What the exercise asks: Where a picture shows up in the listing below, omit it and output the rest exactly.

Exercise input:
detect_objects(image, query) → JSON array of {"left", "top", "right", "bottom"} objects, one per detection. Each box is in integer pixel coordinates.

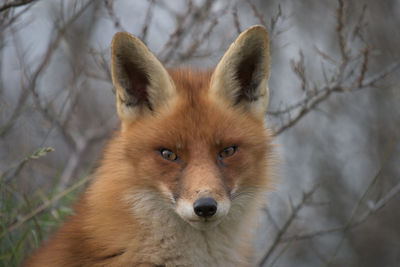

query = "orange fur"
[{"left": 25, "top": 26, "right": 274, "bottom": 266}]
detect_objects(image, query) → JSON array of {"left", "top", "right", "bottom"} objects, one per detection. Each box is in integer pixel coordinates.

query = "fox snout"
[
  {"left": 174, "top": 186, "right": 231, "bottom": 230},
  {"left": 165, "top": 158, "right": 233, "bottom": 229}
]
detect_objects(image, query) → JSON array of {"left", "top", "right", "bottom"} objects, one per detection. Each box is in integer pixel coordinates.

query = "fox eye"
[
  {"left": 218, "top": 146, "right": 237, "bottom": 160},
  {"left": 160, "top": 149, "right": 178, "bottom": 161}
]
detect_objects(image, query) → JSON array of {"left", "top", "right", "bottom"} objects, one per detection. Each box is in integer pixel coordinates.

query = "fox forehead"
[{"left": 122, "top": 68, "right": 266, "bottom": 154}]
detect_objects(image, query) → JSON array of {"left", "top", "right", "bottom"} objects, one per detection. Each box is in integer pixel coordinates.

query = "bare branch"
[
  {"left": 176, "top": 16, "right": 219, "bottom": 63},
  {"left": 326, "top": 137, "right": 398, "bottom": 266},
  {"left": 257, "top": 184, "right": 319, "bottom": 266},
  {"left": 269, "top": 4, "right": 283, "bottom": 37},
  {"left": 157, "top": 0, "right": 195, "bottom": 63},
  {"left": 57, "top": 116, "right": 116, "bottom": 190},
  {"left": 232, "top": 4, "right": 241, "bottom": 34},
  {"left": 0, "top": 0, "right": 37, "bottom": 12},
  {"left": 1, "top": 147, "right": 54, "bottom": 184},
  {"left": 291, "top": 51, "right": 308, "bottom": 92},
  {"left": 103, "top": 0, "right": 124, "bottom": 30},
  {"left": 358, "top": 61, "right": 400, "bottom": 88},
  {"left": 25, "top": 1, "right": 94, "bottom": 148},
  {"left": 246, "top": 0, "right": 266, "bottom": 27},
  {"left": 357, "top": 46, "right": 369, "bottom": 87},
  {"left": 139, "top": 0, "right": 156, "bottom": 44},
  {"left": 1, "top": 175, "right": 92, "bottom": 238},
  {"left": 336, "top": 0, "right": 349, "bottom": 61},
  {"left": 281, "top": 179, "right": 400, "bottom": 243}
]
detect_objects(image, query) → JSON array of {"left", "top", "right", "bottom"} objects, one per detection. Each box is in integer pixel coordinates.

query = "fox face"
[{"left": 111, "top": 26, "right": 271, "bottom": 230}]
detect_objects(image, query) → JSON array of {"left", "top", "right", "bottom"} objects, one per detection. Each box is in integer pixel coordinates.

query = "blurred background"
[{"left": 1, "top": 0, "right": 399, "bottom": 266}]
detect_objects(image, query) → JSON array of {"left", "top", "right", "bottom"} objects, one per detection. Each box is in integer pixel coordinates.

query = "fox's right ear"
[{"left": 111, "top": 32, "right": 175, "bottom": 123}]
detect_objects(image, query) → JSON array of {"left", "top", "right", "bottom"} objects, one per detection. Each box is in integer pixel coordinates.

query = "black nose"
[{"left": 193, "top": 197, "right": 217, "bottom": 217}]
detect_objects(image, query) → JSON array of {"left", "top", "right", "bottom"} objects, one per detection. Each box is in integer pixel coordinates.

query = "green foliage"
[{"left": 0, "top": 147, "right": 87, "bottom": 266}]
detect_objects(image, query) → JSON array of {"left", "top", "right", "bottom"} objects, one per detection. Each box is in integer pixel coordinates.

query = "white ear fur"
[
  {"left": 111, "top": 32, "right": 175, "bottom": 122},
  {"left": 210, "top": 25, "right": 270, "bottom": 119}
]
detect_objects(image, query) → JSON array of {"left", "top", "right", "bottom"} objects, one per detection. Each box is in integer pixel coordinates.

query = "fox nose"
[{"left": 193, "top": 197, "right": 217, "bottom": 217}]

Worked solution:
detect_objects(image, query) → JSON array of {"left", "top", "right", "bottom"} objects, one per detection. Each box is in integer pixel coordinates.


query = "orange fur"
[{"left": 25, "top": 26, "right": 274, "bottom": 266}]
detect_objects(image, query) → JSON array of {"left", "top", "right", "bottom"} objects, one per detection. Each box is in integer pixel coordinates.

query = "fox snout"
[
  {"left": 174, "top": 186, "right": 231, "bottom": 230},
  {"left": 165, "top": 158, "right": 233, "bottom": 229}
]
detect_objects(image, query) → JSON array of {"left", "top", "right", "bottom"} objects, one per detection. Each box is in integer pixel coordinates.

query = "fox eye"
[
  {"left": 218, "top": 146, "right": 237, "bottom": 160},
  {"left": 160, "top": 149, "right": 178, "bottom": 161}
]
detect_objects(image, query) → JSON array of {"left", "top", "right", "bottom"} objects, one per detection. Each box is in integer pixel coordinates.

query = "fox forehead"
[{"left": 122, "top": 68, "right": 266, "bottom": 154}]
detect_objects(image, query) → JSON array of {"left", "top", "right", "bottom"} objects, one per detection. Each box is in integer pixel coordinates.

query = "bare branch"
[
  {"left": 176, "top": 16, "right": 219, "bottom": 63},
  {"left": 326, "top": 137, "right": 398, "bottom": 266},
  {"left": 257, "top": 184, "right": 319, "bottom": 266},
  {"left": 269, "top": 4, "right": 283, "bottom": 37},
  {"left": 157, "top": 0, "right": 195, "bottom": 63},
  {"left": 57, "top": 116, "right": 116, "bottom": 190},
  {"left": 232, "top": 4, "right": 241, "bottom": 34},
  {"left": 0, "top": 0, "right": 37, "bottom": 12},
  {"left": 1, "top": 147, "right": 54, "bottom": 184},
  {"left": 291, "top": 51, "right": 308, "bottom": 92},
  {"left": 103, "top": 0, "right": 124, "bottom": 30},
  {"left": 358, "top": 61, "right": 400, "bottom": 88},
  {"left": 25, "top": 1, "right": 94, "bottom": 148},
  {"left": 246, "top": 0, "right": 266, "bottom": 27},
  {"left": 357, "top": 46, "right": 369, "bottom": 87},
  {"left": 139, "top": 0, "right": 156, "bottom": 44},
  {"left": 1, "top": 175, "right": 92, "bottom": 238},
  {"left": 336, "top": 0, "right": 349, "bottom": 61},
  {"left": 281, "top": 179, "right": 400, "bottom": 243}
]
detect_objects(image, query) → JSON array of {"left", "top", "right", "bottom"} objects, one per detection. Each box is in integer pixel coordinates.

query = "fox face"
[{"left": 111, "top": 26, "right": 271, "bottom": 230}]
detect_objects(image, query) → JSON array of {"left", "top", "right", "bottom"} objects, one per detection. Each box is in integer pixel coordinates.

query = "blurred background"
[{"left": 1, "top": 0, "right": 399, "bottom": 266}]
detect_objects(image, query) → JSON array of {"left", "top", "right", "bottom"} objects, one per detection. Each box is in integer pixel coordinates.

query = "fox's right ear"
[{"left": 111, "top": 32, "right": 175, "bottom": 123}]
detect_objects(image, query) → JSON array of {"left", "top", "right", "bottom"} objects, one per detection. Each box is in integer pixel coordinates.

query = "black nose"
[{"left": 193, "top": 197, "right": 217, "bottom": 217}]
detect_objects(image, query) → JSON array of {"left", "top", "right", "bottom"} objects, one per detection. Each box is in integer pixel coordinates.

query = "green foliage"
[{"left": 0, "top": 147, "right": 87, "bottom": 266}]
detect_objects(image, query) → JSON array of {"left", "top", "right", "bottom"} objects, one per detection. Each box is in integer pixel coordinates.

query = "white ear fur"
[
  {"left": 111, "top": 32, "right": 175, "bottom": 122},
  {"left": 210, "top": 25, "right": 270, "bottom": 119}
]
detect_objects(image, query) → JSON array of {"left", "top", "right", "bottom"} objects, one per detection. Each box is in integer pixel coordinates.

query = "fox nose"
[{"left": 193, "top": 197, "right": 217, "bottom": 217}]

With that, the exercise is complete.